━━ Given entries ━━

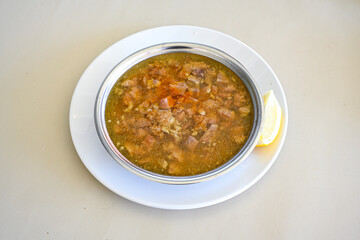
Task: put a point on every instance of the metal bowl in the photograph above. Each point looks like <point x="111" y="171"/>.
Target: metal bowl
<point x="207" y="51"/>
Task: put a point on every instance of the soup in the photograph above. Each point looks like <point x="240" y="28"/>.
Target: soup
<point x="179" y="114"/>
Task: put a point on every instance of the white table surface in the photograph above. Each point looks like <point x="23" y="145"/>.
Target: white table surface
<point x="311" y="192"/>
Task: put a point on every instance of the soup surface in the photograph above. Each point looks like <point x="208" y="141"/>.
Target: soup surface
<point x="179" y="114"/>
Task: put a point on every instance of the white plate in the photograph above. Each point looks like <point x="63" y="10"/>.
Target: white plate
<point x="153" y="194"/>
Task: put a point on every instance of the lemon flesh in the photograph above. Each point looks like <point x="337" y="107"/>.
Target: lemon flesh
<point x="272" y="119"/>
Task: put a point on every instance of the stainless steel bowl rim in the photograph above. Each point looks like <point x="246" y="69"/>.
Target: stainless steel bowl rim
<point x="163" y="48"/>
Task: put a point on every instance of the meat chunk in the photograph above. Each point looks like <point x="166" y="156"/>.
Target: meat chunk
<point x="200" y="122"/>
<point x="140" y="133"/>
<point x="152" y="83"/>
<point x="239" y="100"/>
<point x="118" y="129"/>
<point x="230" y="88"/>
<point x="210" y="104"/>
<point x="222" y="78"/>
<point x="135" y="92"/>
<point x="212" y="118"/>
<point x="210" y="134"/>
<point x="167" y="102"/>
<point x="226" y="114"/>
<point x="237" y="134"/>
<point x="194" y="79"/>
<point x="214" y="90"/>
<point x="127" y="99"/>
<point x="178" y="88"/>
<point x="244" y="111"/>
<point x="129" y="82"/>
<point x="191" y="143"/>
<point x="195" y="68"/>
<point x="149" y="142"/>
<point x="141" y="122"/>
<point x="174" y="168"/>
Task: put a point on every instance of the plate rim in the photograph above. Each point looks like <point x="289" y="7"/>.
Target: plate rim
<point x="203" y="203"/>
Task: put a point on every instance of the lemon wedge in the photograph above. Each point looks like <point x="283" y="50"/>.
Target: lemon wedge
<point x="272" y="119"/>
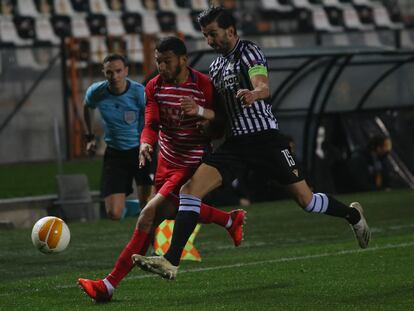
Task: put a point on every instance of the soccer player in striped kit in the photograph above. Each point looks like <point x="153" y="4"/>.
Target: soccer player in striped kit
<point x="240" y="76"/>
<point x="181" y="147"/>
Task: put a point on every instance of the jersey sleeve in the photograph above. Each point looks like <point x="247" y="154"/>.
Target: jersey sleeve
<point x="152" y="116"/>
<point x="89" y="97"/>
<point x="255" y="60"/>
<point x="206" y="86"/>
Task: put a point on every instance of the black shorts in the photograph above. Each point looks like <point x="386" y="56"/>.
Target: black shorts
<point x="267" y="152"/>
<point x="120" y="167"/>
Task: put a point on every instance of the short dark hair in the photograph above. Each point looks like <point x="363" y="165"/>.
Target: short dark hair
<point x="174" y="44"/>
<point x="115" y="56"/>
<point x="224" y="17"/>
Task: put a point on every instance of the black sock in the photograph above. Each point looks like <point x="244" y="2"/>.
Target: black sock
<point x="185" y="223"/>
<point x="338" y="209"/>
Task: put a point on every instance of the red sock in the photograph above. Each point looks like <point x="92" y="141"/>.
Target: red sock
<point x="209" y="214"/>
<point x="138" y="244"/>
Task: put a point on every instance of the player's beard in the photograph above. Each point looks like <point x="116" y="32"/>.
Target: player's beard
<point x="173" y="77"/>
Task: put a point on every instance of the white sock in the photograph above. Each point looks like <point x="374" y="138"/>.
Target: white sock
<point x="229" y="222"/>
<point x="109" y="287"/>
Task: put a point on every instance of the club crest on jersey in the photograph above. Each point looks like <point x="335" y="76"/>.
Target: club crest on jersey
<point x="230" y="80"/>
<point x="130" y="116"/>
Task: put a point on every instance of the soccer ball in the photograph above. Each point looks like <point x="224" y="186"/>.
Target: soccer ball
<point x="50" y="235"/>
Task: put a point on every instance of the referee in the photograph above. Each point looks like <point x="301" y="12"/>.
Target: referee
<point x="240" y="76"/>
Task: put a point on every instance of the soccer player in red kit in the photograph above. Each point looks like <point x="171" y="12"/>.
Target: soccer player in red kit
<point x="181" y="147"/>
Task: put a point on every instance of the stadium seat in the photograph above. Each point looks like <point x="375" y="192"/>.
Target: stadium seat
<point x="80" y="6"/>
<point x="333" y="3"/>
<point x="134" y="6"/>
<point x="352" y="21"/>
<point x="79" y="27"/>
<point x="284" y="41"/>
<point x="366" y="3"/>
<point x="321" y="21"/>
<point x="134" y="48"/>
<point x="99" y="7"/>
<point x="275" y="5"/>
<point x="382" y="18"/>
<point x="199" y="5"/>
<point x="63" y="7"/>
<point x="25" y="26"/>
<point x="62" y="25"/>
<point x="44" y="7"/>
<point x="116" y="45"/>
<point x="27" y="8"/>
<point x="98" y="49"/>
<point x="25" y="58"/>
<point x="97" y="24"/>
<point x="8" y="32"/>
<point x="168" y="5"/>
<point x="132" y="22"/>
<point x="167" y="21"/>
<point x="114" y="25"/>
<point x="116" y="5"/>
<point x="44" y="30"/>
<point x="185" y="24"/>
<point x="371" y="38"/>
<point x="302" y="4"/>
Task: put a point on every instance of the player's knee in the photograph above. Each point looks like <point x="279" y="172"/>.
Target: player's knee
<point x="187" y="188"/>
<point x="146" y="218"/>
<point x="114" y="212"/>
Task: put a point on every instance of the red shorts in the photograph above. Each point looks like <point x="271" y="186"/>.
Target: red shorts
<point x="169" y="178"/>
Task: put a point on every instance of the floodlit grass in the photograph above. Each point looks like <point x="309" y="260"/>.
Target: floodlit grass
<point x="289" y="260"/>
<point x="20" y="180"/>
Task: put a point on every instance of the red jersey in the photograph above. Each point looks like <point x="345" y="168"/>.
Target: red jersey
<point x="180" y="142"/>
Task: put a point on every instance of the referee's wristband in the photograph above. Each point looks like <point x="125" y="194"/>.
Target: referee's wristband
<point x="200" y="111"/>
<point x="89" y="137"/>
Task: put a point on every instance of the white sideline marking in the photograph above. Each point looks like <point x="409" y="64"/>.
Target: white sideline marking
<point x="283" y="259"/>
<point x="254" y="263"/>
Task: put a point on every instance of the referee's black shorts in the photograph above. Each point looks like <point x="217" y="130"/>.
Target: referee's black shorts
<point x="120" y="168"/>
<point x="266" y="151"/>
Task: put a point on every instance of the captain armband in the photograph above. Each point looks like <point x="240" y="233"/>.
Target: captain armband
<point x="200" y="111"/>
<point x="258" y="70"/>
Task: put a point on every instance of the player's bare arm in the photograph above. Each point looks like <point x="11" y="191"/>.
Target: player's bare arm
<point x="260" y="90"/>
<point x="191" y="108"/>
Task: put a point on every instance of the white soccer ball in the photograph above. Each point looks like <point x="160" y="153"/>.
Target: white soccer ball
<point x="50" y="235"/>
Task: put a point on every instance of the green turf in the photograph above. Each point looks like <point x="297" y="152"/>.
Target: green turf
<point x="289" y="260"/>
<point x="19" y="180"/>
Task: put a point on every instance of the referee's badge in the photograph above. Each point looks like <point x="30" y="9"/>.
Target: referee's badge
<point x="130" y="116"/>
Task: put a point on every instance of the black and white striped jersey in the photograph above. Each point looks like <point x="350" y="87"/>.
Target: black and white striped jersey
<point x="230" y="73"/>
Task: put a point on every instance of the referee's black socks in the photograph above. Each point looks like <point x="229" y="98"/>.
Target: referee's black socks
<point x="326" y="204"/>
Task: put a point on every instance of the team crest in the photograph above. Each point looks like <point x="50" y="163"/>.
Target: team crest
<point x="130" y="116"/>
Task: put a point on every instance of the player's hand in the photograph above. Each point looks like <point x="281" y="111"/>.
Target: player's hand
<point x="246" y="97"/>
<point x="91" y="147"/>
<point x="202" y="126"/>
<point x="145" y="153"/>
<point x="188" y="106"/>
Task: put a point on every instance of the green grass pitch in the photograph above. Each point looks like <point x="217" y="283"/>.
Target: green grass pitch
<point x="290" y="260"/>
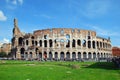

━━━

__What the task requires__:
In the records, from the line containing "Task: put a point on every instance of the green grass" through the end of the records, replace "pitch" with "field" and write out those lines again with nothing else changed. Leave the pictures out.

__Answer to this problem__:
Task: put a point on every instance of the green grass field in the photograph above. Each point looks like <point x="217" y="283"/>.
Target: green grass field
<point x="290" y="260"/>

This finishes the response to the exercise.